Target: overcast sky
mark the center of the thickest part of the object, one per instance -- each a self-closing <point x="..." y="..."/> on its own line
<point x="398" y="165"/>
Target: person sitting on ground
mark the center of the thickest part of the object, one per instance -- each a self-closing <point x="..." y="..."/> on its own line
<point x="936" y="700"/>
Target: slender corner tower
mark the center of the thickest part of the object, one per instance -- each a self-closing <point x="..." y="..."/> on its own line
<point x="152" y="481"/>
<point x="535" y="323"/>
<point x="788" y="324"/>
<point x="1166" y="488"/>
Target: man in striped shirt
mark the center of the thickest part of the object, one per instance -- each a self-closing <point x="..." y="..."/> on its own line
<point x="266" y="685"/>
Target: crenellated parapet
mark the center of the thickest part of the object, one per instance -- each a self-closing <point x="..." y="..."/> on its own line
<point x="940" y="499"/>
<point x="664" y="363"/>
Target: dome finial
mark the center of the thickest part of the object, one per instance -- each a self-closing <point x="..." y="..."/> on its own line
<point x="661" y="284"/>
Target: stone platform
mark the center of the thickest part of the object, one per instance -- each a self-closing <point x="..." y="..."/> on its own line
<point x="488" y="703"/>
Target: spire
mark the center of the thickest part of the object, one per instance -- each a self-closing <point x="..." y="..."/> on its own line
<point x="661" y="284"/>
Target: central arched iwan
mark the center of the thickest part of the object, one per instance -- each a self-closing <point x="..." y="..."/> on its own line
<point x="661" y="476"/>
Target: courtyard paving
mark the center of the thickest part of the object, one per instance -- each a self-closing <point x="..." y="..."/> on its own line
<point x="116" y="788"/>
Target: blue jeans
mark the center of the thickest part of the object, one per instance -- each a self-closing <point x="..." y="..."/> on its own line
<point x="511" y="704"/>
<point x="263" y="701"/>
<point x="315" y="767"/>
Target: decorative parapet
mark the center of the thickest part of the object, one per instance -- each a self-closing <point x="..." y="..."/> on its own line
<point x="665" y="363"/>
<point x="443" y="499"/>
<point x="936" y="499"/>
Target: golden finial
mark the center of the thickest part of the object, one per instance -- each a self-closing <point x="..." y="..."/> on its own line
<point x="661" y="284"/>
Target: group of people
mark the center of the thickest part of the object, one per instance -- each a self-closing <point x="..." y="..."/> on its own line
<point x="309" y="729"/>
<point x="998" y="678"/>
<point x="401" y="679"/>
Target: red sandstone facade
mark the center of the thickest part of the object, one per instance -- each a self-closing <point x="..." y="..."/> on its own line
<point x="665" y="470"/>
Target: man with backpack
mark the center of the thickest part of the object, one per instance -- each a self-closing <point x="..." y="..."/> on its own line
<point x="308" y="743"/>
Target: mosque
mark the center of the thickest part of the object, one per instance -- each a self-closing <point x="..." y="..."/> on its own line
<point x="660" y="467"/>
══════
**Do this**
Please reproduce every line of the records, starting at the line containing "Target: man with backpack" and ending at the last line of the records, with 52 added to each x and y coordinate of the points.

**Answer to the problem**
Target: man with backpack
mark the center of the thickest part of the object, one per instance -- each a self-closing <point x="..." y="..."/> on its own line
<point x="360" y="795"/>
Target: mosque
mark the center of the thickest part of the object, one per instance -- each a self-closing <point x="..." y="..."/> on its own line
<point x="712" y="519"/>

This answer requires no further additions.